» Problem A: Print the passage on workplace harassers from "I don’t think" to "came to light.".

* * * * * * *

Tag Archives: Training

Suspicious Behaviors Common in Workplace Harassers

After 30 years of advising employers, conducting sexual harassment investigations, and defending companies sued for discrimination and harassment, I have developed a list of suspicious behaviors that I see repeatedly among sexual harassers in the workplace.

I don’t think of myself as precogniscent of whether a person is actually a harasser or not prior to investigating a complaint, but I have repeatedly seen what I would call these “red flag” behaviors that certainly make it more likely that a supervisor may be accused of harassment at some point.

From the stories in the press about the sexual misconduct of Harvey Weinstein, Roger Ailes, and others, it appears from witness statements that many of these warning signs were present and ignored by their companies before the complaints about their misbehavior finally came to light.

* * * * * * *

» Problem B: Which lines in the rows contain the word "facade"? Identify and copy each one, treating uppercase and lowercase as different.

* * * * * * *

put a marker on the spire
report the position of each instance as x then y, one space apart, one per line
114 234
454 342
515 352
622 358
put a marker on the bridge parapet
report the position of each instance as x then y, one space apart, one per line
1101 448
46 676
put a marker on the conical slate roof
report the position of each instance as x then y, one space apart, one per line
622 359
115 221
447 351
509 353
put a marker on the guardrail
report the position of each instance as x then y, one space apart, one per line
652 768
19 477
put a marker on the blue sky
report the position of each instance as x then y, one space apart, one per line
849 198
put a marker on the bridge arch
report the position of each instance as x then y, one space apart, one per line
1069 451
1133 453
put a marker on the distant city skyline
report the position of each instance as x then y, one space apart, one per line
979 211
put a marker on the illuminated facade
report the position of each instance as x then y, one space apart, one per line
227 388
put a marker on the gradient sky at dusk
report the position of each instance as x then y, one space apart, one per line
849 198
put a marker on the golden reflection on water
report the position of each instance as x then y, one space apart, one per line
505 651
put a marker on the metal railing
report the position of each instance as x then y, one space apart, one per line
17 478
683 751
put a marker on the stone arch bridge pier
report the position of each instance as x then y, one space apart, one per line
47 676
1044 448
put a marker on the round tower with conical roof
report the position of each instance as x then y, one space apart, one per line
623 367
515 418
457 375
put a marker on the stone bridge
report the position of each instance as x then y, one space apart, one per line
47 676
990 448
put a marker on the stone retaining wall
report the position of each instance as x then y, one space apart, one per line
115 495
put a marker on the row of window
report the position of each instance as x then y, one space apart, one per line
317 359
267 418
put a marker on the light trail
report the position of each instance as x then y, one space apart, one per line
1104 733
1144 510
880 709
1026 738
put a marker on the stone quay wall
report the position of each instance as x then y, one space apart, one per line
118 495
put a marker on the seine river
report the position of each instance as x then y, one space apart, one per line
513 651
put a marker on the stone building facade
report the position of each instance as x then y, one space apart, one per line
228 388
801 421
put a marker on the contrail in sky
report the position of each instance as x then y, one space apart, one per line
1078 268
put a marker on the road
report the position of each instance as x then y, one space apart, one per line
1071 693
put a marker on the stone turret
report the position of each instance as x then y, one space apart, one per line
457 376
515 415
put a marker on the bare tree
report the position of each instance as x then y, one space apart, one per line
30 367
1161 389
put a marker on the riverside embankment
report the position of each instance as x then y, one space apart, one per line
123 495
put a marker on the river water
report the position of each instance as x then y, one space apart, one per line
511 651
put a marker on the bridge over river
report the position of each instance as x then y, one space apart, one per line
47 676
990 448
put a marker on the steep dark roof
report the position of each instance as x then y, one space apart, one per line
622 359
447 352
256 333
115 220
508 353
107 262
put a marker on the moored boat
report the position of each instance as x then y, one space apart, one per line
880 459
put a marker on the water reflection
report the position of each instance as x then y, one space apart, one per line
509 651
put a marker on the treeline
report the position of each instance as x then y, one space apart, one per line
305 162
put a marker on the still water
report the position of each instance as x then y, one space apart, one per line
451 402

* * * * * * *

» Expected answer A:
I don’t think of myself as precogniscent of whether a person is actually a harasser or not prior to investigating a complaint, but I have repeatedly seen what I would call these “red flag” behaviors that certainly make it more likely that a supervisor may be accused of harassment at some point.

From the stories in the press about the sexual misconduct of Harvey Weinstein, Roger Ailes, and others, it appears from witness statements that many of these warning signs were present and ignored by their companies before the complaints about their misbehavior finally came to light.

» Expected answer B:
put a marker on the illuminated facade
put a marker on the stone building facade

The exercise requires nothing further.